EXERCISE INSTRUCTIONS = However many lines the data holds, transcribe them all exactly.

RECORD SET =
● ● ●

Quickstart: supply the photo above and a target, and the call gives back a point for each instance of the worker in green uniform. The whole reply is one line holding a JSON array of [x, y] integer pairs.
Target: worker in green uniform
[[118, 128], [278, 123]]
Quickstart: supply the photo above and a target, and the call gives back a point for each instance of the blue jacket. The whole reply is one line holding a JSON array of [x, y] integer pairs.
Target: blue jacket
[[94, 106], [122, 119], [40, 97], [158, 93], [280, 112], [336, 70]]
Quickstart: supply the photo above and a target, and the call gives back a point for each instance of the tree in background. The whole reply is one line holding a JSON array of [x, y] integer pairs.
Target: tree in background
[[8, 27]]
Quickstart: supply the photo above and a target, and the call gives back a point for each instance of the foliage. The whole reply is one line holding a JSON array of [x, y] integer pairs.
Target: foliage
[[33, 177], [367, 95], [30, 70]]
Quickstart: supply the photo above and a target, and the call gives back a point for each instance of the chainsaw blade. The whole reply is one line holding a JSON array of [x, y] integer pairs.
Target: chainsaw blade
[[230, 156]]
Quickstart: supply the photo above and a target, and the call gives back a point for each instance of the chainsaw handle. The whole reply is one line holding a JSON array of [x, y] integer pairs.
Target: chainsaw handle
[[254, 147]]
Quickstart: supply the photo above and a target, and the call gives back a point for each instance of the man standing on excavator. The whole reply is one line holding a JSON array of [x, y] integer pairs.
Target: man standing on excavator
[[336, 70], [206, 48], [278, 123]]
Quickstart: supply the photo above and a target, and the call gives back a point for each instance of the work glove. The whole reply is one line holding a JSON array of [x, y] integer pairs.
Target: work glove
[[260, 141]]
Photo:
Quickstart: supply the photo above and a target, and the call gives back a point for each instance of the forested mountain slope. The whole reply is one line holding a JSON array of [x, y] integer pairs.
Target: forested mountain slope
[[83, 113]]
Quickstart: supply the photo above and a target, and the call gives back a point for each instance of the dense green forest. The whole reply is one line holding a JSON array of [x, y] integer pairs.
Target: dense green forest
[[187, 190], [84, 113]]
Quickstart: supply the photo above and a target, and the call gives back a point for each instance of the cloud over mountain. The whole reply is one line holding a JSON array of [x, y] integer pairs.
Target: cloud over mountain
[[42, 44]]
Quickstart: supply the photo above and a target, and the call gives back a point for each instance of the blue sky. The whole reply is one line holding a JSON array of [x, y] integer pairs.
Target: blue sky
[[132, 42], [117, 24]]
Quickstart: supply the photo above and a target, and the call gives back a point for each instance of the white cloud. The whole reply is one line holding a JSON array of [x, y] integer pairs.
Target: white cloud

● ● ●

RESULT =
Quickstart: supply the photo above and a target, and the call gives back a point for each instance of the worker in green uniform. The whole reply is one line holding a JSON array of [x, y] integer pairs.
Target: worker in green uniform
[[118, 128], [278, 123]]
Quickstart: supply the photo above and a target, and the call gives back a point for each instance of the blue jacket. The whole reply is one line holding a JSON array of [x, y] integer pairs.
Target: blue jacket
[[94, 106], [122, 119], [40, 97], [158, 93], [280, 112], [336, 70]]
Quickstart: supply the photo above and a target, and the call gives back a point for each instance of the tree in background. The whole reply is one line holding a JSON array of [x, y] integer pairs.
Target: tree in background
[[8, 27]]
Quickstart: supply the photo above and a target, and the call gives back a point for each instance of the foliage. The whole reply is one line holding a JSON array of [x, y] integer pairs.
Target: foliage
[[33, 177], [367, 95], [30, 70]]
Quickstart: supply the photo above and a target, and the call gives back a point for each instance of the chainsaw blade. The whole reply is one line holding a JSON array of [x, y] integer pairs.
Target: chainsaw blade
[[230, 156]]
Quickstart: supply the photo above and a target, and the call gives back a point for each instance of the chainsaw handle. The whole reply is one line holding a JSON array of [x, y] integer pairs.
Target: chainsaw handle
[[254, 147]]
Quickstart: supply the photo above and a target, and the call gives back a point for each instance of the man standing on excavator. The whole reply is one line holding a JSON array of [x, y] integer pairs.
Target: man standing on excavator
[[336, 70], [206, 48], [278, 123]]
Quickstart: supply the photo above and a target, and the call gives back a point for each instance of the work glove. The whole reply is one line holding a JSON array of [x, y] integer pairs.
Target: work glove
[[260, 141]]
Photo:
Quickstart: supply the photo above and a target, and the call gives back a point for each instance of the forested mountain slope. The whole reply is one line holding a JSON array of [x, y] integer pairs.
Target: forested mountain slope
[[83, 113]]
Quickstart: supply the photo above and a target, and the call gives back a point for each instance of the dense green forest. The whole reply is one line holding a JSON array of [x, y] integer pairs.
Target: dense green forest
[[187, 190], [84, 113]]
Quickstart: supply the photo above and a target, and the call gives back a point for each instance of the cloud over mountain. The whole reply is one line holding a JSON array of [x, y] integer pairs.
Target: cloud over mountain
[[42, 44]]
Quickstart: supply the photo above and a target, and the call gives back a point for each instance of the blue sky. The whole reply is one line holding a JSON array of [x, y] integer pairs.
Target: blue sky
[[132, 42], [117, 24]]
Quickstart: supply the photo above and a target, and the call gives back a point for each instance of the white cloud. The whole reply is one line holding a JSON array of [x, y] integer pairs.
Target: white cloud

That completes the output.